PAGE EXCERPT:
After the gig we slept on the floor of the staff changing rooms and I woke up in the middle of the night dripping with sweat because the underfloor heating had come on. It was uncomfortable, but not as uncomfortable as the next evening when we played at a youth club in Bramhall and spent the night in a squat in Buxton. It was January and half the windows in the place were gone: guys were chopping up furniture to keep the fire going.
Our transportation at this point consisted of a blue-and-white Rank Hovis McDouggal bread van, which was a gift from Rich’s father. He had worked for Hovis until he retired and, given Rich’s parents’ hostility towards the music scene, it was somewhat ironic how in debt to the Macphails Genesis now were. The only problem was that Rich himself couldn’t drive and so I ended up having to teach him. To give him his credit he was a quick learner: he only hit a car once. Fortunately it happened the day after one of our better-paying gigs. We were paid £50 and Rich did exactly £50 of damage.
The bread van wasn’t comfortable. Until John Mayhew put his carpentry skills to use and made some back seats, someone would always have to sit on the battery, and, by the time we’d packed the gear in, it was incredibly cramped. Then, perhaps as a result of the Wolverhampton and Buxton misery, Pete decided he wanted to take his mattress with him to our next gig. We sat and watched him drag it down the steep hill from the cottage and
wondered how on earth he thought it was going to fit in the back with the gear. Looking back, maybe we were a bit jealous too. I mean, whoever said that you couldn’t bring your bed on the road?
Pete always did think outside the box. Unlike the rest of us, he also thought about the business side of things. At the cottage he’d sit by the phone for hours with a lists of agents to ring up and then cross them off one by one. He also had perseverance, which was good, because the number of agents who promised to come down and see us but then developed a puncture en route to Dorking was unbelievable.

BRIEF 1:
In the passage about Genesis's early touring days, what did John Mayhew make for the bread van?
BRIEF 2:
Retype the passage about Genesis's early touring days between "Our transportation at" and "exactly £50 of damage.", inclusive.
BRIEF 3:
Write what comes next in the passage about Genesis's early touring days, picking up after its last sentence.
The lines that come next play no part in this work.

(Stored items from a collection)

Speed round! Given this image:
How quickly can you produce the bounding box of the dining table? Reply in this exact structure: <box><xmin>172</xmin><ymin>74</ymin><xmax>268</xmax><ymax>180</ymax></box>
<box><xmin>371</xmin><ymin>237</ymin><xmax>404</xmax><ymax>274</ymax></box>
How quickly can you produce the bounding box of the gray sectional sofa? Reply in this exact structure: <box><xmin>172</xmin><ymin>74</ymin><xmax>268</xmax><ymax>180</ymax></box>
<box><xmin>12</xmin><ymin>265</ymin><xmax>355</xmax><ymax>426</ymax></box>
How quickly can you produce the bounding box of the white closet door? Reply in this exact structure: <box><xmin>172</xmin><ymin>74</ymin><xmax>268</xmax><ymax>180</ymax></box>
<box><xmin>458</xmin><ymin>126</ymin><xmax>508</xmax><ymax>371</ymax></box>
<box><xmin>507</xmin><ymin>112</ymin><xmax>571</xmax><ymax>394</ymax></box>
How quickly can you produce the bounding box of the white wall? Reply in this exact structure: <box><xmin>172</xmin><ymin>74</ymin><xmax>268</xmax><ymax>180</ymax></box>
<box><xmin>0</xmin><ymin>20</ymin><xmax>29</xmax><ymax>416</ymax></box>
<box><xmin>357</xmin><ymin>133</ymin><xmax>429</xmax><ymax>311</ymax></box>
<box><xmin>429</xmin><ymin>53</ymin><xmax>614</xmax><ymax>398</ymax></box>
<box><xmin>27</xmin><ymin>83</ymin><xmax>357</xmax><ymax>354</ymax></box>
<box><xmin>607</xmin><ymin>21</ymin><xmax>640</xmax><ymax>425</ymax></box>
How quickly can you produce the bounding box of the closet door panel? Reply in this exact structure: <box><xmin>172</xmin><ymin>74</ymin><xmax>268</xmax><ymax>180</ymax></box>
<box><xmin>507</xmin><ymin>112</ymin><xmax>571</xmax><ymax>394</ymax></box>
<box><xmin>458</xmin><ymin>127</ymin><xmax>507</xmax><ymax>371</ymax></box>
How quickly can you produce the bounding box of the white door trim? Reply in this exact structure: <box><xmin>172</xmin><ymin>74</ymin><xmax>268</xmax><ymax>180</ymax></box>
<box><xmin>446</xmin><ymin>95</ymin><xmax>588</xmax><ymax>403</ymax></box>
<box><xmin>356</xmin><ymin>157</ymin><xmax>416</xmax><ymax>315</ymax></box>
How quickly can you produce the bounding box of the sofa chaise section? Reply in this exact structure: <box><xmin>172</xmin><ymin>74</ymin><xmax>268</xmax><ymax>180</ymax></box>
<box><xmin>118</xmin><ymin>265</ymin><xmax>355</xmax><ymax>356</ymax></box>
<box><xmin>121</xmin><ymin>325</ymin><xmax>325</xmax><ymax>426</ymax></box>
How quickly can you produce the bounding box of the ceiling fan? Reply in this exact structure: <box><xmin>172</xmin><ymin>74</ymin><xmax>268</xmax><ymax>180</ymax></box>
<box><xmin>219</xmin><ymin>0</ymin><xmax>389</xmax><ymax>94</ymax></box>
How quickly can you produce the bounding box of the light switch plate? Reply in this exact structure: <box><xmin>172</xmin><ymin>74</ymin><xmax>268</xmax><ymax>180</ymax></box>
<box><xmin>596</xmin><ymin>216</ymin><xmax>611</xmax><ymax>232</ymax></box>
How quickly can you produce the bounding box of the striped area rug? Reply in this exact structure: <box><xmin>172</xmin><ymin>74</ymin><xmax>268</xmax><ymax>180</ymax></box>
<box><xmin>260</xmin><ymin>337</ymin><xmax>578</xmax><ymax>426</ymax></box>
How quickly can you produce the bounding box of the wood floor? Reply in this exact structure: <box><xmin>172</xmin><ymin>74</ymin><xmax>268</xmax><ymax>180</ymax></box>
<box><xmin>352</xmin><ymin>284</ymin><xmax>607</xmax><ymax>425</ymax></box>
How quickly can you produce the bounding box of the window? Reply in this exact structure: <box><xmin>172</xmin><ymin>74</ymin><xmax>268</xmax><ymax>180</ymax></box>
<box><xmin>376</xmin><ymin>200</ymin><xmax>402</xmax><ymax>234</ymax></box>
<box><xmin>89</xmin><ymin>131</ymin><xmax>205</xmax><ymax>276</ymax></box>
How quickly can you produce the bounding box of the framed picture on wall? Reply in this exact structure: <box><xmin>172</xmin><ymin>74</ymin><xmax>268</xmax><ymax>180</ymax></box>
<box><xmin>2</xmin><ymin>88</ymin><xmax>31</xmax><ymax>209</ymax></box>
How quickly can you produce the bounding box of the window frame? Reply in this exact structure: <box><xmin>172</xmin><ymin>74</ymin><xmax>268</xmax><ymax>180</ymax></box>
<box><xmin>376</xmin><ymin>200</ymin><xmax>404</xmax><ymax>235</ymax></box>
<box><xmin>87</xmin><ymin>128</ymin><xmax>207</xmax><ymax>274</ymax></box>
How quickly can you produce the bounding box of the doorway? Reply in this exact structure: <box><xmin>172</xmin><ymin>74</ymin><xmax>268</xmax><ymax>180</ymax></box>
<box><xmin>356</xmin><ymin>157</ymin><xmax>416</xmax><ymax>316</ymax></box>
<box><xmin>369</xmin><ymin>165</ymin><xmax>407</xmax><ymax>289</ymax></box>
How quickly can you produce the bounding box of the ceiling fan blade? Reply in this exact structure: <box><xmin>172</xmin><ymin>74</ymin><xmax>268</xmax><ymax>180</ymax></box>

TASK OUTPUT 1:
He made some back seats.

TASK OUTPUT 2:
Our transportation at this point consisted of a blue-and-white Rank Hovis McDouggal bread van, which was a gift from Rich’s father. He had worked for Hovis until he retired and, given Rich’s parents’ hostility towards the music scene, it was somewhat ironic how in debt to the Macphails Genesis now were. The only problem was that Rich himself couldn’t drive and so I ended up having to teach him. To give him his credit he was a quick learner: he only hit a car once. Fortunately it happened the day after one of our better-paying gigs. We were paid £50 and Rich did exactly £50 of damage.

TASK OUTPUT 3:
Finally, at about the time we were thinking of leaving the cottage, Pete got us an agent called Terry King who booked us for some London shows. (He had found Terry by looking through the back pages of Melody Maker; we’d look at the listings and find out which enviable bands had five shows in a row, and then try to find out who their agent was.) Although Terry was good at getting us gigs, some would be at nightclubs and Genesis were not a nightclub band.
At the Revolution Club off Berkeley Square we’d have to play three sets an evening. The first set would generally go okay and we’d go out to the pub afterwards. The second set would usually go okay again and we’d return to the pub, by now feeling that life was pretty good. The third set would be at one in the morning and all the pubs would be shut. Because we couldn’t afford drinks in the nightclub – they cost more than we were getting paid – we’d bring in our own cider and beer and have that it in the dressing room. This meant that by the time we left the stage at 2.30 a.m. we’d be rather tired, very depressed and extremely drunk.
It was worse at the Blazes, a smartish nightclub on the Cromwell Road where we’d have to play to a crowd of guys looking for girls and a couple of dancers on stands, gyrating.